### [TRY IT]
For the copy, please give all of the data again exactly and leave the pictures out.

### [GIVEN DATA]
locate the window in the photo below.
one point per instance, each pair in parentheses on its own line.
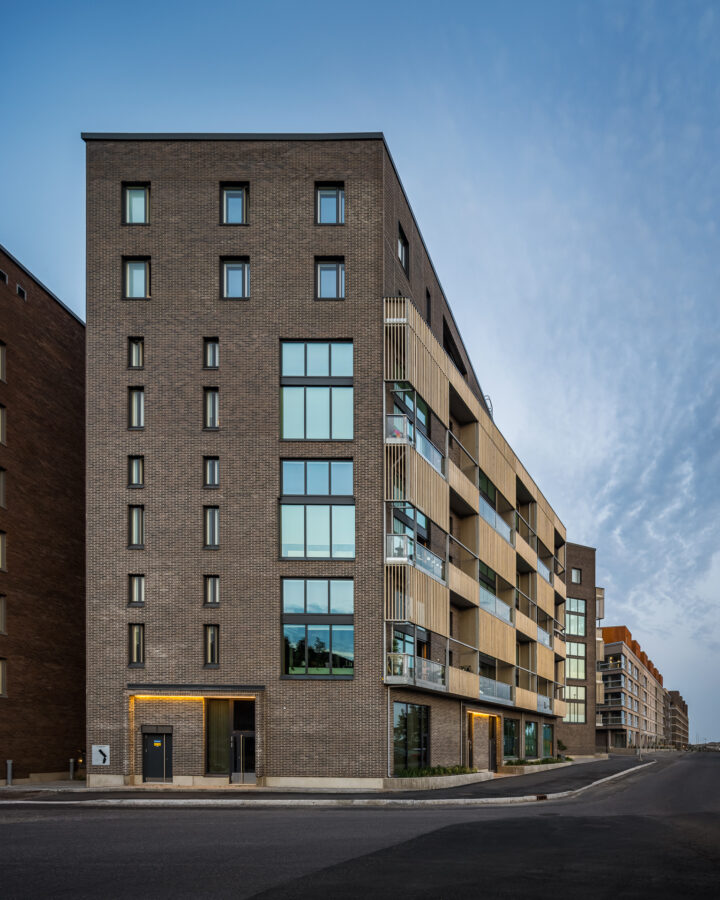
(136,645)
(136,204)
(511,737)
(211,527)
(330,204)
(211,353)
(136,471)
(211,471)
(136,279)
(136,590)
(236,278)
(211,645)
(411,736)
(136,527)
(530,740)
(330,279)
(403,250)
(211,408)
(318,630)
(575,661)
(575,617)
(136,353)
(316,390)
(211,590)
(323,527)
(575,699)
(233,200)
(136,407)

### [TASK SOLUTION]
locate the window in the photo below.
one point per instance, each pair in parentheses on its own line.
(136,645)
(136,204)
(511,737)
(211,527)
(330,204)
(211,353)
(136,471)
(211,471)
(136,279)
(136,590)
(236,278)
(211,645)
(411,736)
(136,527)
(530,740)
(330,279)
(403,250)
(211,408)
(318,630)
(575,661)
(575,617)
(136,353)
(316,390)
(211,590)
(323,527)
(575,699)
(233,200)
(136,407)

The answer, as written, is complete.